▶ **Task to complete**
An exact restatement of the entire listing is needed, excluding all images.

▶ **Information given**
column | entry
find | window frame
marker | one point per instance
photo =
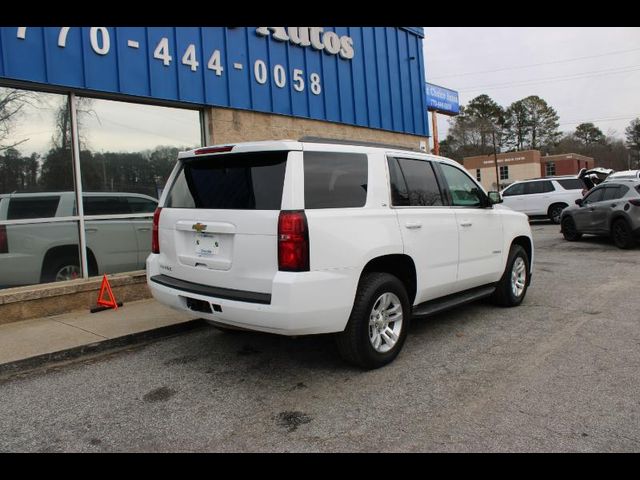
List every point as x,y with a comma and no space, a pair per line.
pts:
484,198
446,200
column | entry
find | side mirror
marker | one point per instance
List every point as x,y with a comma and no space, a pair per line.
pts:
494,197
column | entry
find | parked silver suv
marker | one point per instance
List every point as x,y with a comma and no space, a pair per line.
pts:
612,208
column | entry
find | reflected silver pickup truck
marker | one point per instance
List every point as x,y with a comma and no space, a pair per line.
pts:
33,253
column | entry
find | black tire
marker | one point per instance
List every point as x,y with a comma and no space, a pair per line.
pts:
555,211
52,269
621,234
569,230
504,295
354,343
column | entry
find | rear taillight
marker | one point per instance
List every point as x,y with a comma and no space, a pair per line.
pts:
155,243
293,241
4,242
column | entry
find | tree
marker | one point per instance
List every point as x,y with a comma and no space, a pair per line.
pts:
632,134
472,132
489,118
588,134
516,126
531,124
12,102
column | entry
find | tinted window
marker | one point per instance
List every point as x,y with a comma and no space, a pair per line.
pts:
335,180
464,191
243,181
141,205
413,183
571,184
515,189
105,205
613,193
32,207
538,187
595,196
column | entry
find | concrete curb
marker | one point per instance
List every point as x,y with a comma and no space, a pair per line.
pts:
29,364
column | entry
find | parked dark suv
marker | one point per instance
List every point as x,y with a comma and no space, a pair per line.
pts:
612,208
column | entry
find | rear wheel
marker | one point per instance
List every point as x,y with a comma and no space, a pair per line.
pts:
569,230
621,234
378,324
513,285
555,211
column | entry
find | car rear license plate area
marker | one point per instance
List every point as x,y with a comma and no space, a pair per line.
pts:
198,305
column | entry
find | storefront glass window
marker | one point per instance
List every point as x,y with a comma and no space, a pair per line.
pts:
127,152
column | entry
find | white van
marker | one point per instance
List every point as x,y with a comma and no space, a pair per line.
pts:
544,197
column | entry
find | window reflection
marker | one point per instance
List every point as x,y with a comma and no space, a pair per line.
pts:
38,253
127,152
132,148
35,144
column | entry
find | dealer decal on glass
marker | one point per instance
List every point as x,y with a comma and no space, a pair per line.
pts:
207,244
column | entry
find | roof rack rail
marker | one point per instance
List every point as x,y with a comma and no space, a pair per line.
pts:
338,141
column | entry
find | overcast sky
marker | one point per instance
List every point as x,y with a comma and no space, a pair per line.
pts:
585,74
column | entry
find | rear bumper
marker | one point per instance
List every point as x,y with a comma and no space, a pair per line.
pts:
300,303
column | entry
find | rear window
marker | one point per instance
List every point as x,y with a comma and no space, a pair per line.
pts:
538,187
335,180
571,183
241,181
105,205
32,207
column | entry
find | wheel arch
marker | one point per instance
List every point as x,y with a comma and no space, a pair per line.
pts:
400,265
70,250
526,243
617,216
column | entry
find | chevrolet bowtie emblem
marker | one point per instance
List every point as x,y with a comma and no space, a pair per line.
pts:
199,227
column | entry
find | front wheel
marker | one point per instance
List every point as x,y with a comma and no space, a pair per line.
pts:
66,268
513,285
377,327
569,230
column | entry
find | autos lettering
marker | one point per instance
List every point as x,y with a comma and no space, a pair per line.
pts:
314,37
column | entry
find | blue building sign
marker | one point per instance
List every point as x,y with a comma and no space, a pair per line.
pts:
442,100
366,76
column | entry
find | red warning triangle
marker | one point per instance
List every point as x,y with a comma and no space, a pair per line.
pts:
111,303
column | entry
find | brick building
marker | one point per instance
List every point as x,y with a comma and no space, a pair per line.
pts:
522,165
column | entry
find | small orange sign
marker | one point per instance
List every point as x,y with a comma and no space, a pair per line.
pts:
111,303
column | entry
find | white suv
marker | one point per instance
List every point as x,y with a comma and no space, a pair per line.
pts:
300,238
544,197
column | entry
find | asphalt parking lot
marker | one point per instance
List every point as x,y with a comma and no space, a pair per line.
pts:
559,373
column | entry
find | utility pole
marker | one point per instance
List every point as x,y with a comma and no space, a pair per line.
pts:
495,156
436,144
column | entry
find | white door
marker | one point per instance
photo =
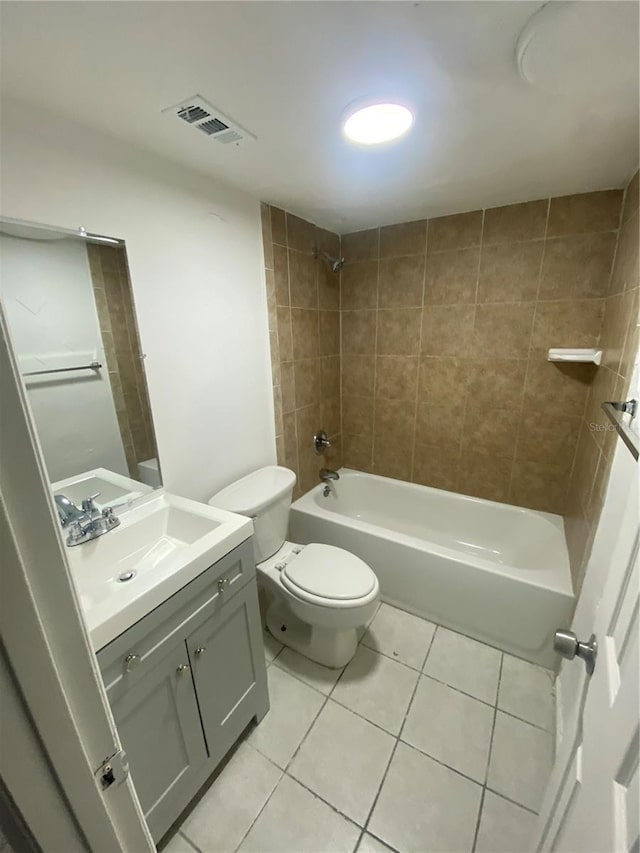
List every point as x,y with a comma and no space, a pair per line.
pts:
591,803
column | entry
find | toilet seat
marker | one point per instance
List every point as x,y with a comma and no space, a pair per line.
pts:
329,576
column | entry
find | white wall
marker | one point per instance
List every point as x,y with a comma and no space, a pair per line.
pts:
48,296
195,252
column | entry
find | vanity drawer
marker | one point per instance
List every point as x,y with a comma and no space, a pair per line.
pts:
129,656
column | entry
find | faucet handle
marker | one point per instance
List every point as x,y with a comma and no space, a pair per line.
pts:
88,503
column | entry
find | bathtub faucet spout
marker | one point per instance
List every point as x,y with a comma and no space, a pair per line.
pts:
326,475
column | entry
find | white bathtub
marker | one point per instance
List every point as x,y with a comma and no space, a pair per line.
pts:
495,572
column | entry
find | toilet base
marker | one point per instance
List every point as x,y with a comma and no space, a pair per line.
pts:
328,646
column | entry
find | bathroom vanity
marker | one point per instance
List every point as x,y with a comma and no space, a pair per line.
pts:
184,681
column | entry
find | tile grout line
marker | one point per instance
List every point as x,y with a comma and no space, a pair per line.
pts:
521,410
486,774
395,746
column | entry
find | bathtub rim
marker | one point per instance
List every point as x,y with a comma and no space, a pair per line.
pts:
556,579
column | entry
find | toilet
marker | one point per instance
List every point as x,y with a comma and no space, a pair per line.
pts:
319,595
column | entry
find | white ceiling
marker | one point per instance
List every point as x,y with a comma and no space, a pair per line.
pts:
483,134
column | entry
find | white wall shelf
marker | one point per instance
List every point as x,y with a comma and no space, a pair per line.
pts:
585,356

▶ **Task answer**
column | entry
find | window frame
marker | one point per instance
photo =
List every point as x,y with a comma and no space, a pair per line.
pts:
484,198
446,200
column | entry
find | side mirror
marker | one point per instance
List every point as x,y with a comma and no space, a pair per line.
pts:
494,197
column | entry
find | parked silver suv
marker | one point per instance
List every point as x,y with a comma and no space, a pair per line.
pts:
612,208
column | entry
find | reflected silver pickup truck
marker | one point per instance
List every point as x,y with a comma and no space, a pair per line.
pts:
33,253
column | entry
find | black tire
marker | one point per instance
List every point as x,y with a comma and no space, a pair per line.
pts:
555,211
52,269
621,234
569,230
504,295
354,343
column | entry
find | rear taillight
marker | one point per instance
List every point as x,y with a comma and no space, a pair per line.
pts:
155,243
293,241
4,242
column | entry
find | tree
marker | one point per instance
List every point as x,y with a comma and no space, a pair per line.
pts:
632,134
472,132
489,118
588,134
516,126
531,124
12,102
column | entry
find | tinted window
marker | one point per instance
List every point as x,y with a comma and no space, a pair per line.
pts:
335,180
464,191
243,181
141,205
413,183
571,184
515,189
105,205
613,193
32,207
538,187
595,196
column | entry
find | concrete curb
marker | one point per instance
List every point as x,y with a comma and no space, a pair per line.
pts:
29,364
column | entry
find | parked dark suv
marker | one point per instance
List every point as x,y with a comma and no space, a pair per line.
pts:
612,208
column | entry
find | rear wheel
marker | one point per instance
List every point as x,y with a comma and no space, a pair per line.
pts:
569,230
621,234
378,324
513,285
555,211
column | entry
find | car rear license plate area
marker | one point per instance
List every point as x,y with a comma and no space, a pair per line.
pts:
198,305
column | entry
find | storefront glass window
marker | one point per instance
List every point as x,y with a comma and no space, a pair per line.
pts:
127,152
column | entry
find | white van
marker | one point per instance
List every point as x,y with a comma and no space, a pair per line.
pts:
544,197
column | entry
find | window reflection
marker | one point per instance
List every point as x,y with a comma and no space, a pair per line.
pts:
38,253
127,152
132,148
35,144
column | entry
find | dealer decal on glass
marker | one point per instance
List every point as x,y with a comma and no space, a pair per line.
pts:
207,244
column | entry
find | roof rack rail
marker | one point per instance
List every point as x,y with a comma and no space, a pair per line.
pts:
338,141
column | entry
find | overcast sky
marker | one point per instance
List every point as x,y with a comma and no space, a pair per line.
pts:
585,74
column | entry
find | rear bumper
marker | one point per instance
List every point as x,y with a comma and no space, a pair per line.
pts:
300,303
column | entry
find | rear window
marker | one point per instance
List every point as x,y with a comma and no space, a pair per line.
pts:
538,187
335,180
571,183
241,181
105,205
32,207
column | entry
find | wheel arch
marker | one point per instance
List every point as x,y with a comma and no space, a pair per line.
pts:
400,265
70,250
526,243
617,216
column | entry
find | chevrolet bowtie emblem
marker | one point per instance
List every point as x,y with a comma and no space, a pair per line.
pts:
199,227
column | entry
find | front wheel
marker | one point per instance
List every point as x,y with a comma and no space, a pair per line.
pts:
66,268
513,285
377,327
569,230
column | entry
find | autos lettering
marker | one point per instance
List every point as x,y with a comma and no space, a pair per line.
pts:
314,37
column | entry
find | blue building sign
marker | one point per instance
List every point as x,y with a comma and no space, a pair per line.
pts:
442,100
366,76
column | entry
find | red warning triangle
marker | one point per instance
List every point as x,y with a comma and no space, a pair per line.
pts:
111,303
column | entry
find | brick building
marker | one point per instance
List every point as x,y with a comma and no space, a pair per line.
pts:
522,165
column | entry
find | small orange sign
marker | one point per instance
List every point as x,y with a comma and no space, a pair per line.
pts:
111,303
column | entry
find | white suv
marker | one point per instance
List every point as x,y with a comma and no space, a pair per line.
pts:
300,238
544,197
column | entry
find | asphalt parking lot
marker | one point per instance
List every point as x,y with a comma and no space, a pair per line.
pts:
559,373
column | entry
find | utility pole
marker | one point per instance
List every point as x,y with a comma and no space, a pair per line.
pts:
495,156
436,144
column | entry
find | white door
marker | one point per instance
photo =
List every point as x,y with a comma and no space, a pair per line.
pts:
591,803
column | entry
find | toilet seat
marker | one point per instance
List every point as x,y with a comma and no space, a pair per line.
pts:
329,576
column | entry
find | white wall
marker | one point per instance
List every point as x,y with a comma and no space, a pair per line.
pts:
48,296
195,252
column | entry
find | vanity drawer
marker | one point per instance
List every point as x,y with a comma and no space, a pair per line.
pts:
129,656
column | entry
find | faucet handle
marker | one point per instance
List every point as x,y with a comma and no space, a pair per line.
pts:
88,503
column | entry
find | bathtub faucet spout
marker | one point per instance
List every point as x,y with a comma and no space, a pair per line.
pts:
326,475
column | entry
find | white bathtub
marker | one point per instance
List every point as x,y with a comma and no space, a pair per line.
pts:
495,572
column | entry
find | toilet base
marker | one point per instance
List every point as x,y with a comma and no space, a pair per line.
pts:
328,646
column | entry
find | bathroom vanity
marker | one point per instance
List every point as x,y with a comma and no space, a pair per line.
pts:
184,681
column | entry
find | tile grout line
marker | one point per instance
List every point as x,y with a comma and no space, a pair per line.
pts:
521,410
486,774
395,746
column | entry
find | bathtub rim
marker | one point per instance
List every point as x,y with a comma and no space, a pair per line.
pts:
556,579
column | entry
find | toilet
marker | one point per instance
List every point as x,y with a comma and no space, a pair per line.
pts:
319,595
column | entry
find | white ceiling
marker | one point per instance
List every point as x,y with a comma and no space, a pair per line.
pts:
483,134
column | entry
find | white wall shelf
marker | one point per instance
List every point as x,y with a comma and no space, a pair per line.
pts:
585,356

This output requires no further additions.